-- Begin THE DATA --

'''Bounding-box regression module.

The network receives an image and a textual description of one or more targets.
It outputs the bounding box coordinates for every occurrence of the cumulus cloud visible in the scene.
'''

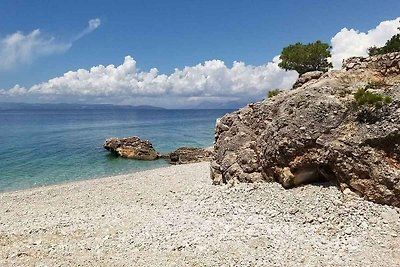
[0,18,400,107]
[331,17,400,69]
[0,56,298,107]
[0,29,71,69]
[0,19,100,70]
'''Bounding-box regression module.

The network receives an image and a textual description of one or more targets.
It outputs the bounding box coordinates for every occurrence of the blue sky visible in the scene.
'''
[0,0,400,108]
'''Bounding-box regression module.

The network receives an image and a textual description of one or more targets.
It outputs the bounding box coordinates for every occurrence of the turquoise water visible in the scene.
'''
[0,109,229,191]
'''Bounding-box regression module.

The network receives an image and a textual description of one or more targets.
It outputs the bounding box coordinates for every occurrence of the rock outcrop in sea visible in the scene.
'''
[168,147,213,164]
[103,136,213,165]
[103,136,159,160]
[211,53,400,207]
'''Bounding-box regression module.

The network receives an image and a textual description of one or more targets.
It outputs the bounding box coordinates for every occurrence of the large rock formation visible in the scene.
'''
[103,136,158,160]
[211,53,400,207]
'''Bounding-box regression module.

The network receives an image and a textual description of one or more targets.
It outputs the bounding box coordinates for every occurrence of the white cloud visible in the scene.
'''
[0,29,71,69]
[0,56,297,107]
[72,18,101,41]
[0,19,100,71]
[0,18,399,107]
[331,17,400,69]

-- End THE DATA --

▸ PROBLEM REQUIREMENTS
Return the data unchanged from its first line through the line holding "[0,19,100,70]", both included, and omit the picture.

▸ TASK ANSWER
'''Bounding-box regression module.

The network receives an image and a textual description of one or more targets.
It outputs the bounding box coordinates for every occurrence of the cumulus cloud visible in the scene.
'''

[0,18,400,107]
[331,17,400,69]
[0,56,298,107]
[0,29,71,69]
[0,19,100,70]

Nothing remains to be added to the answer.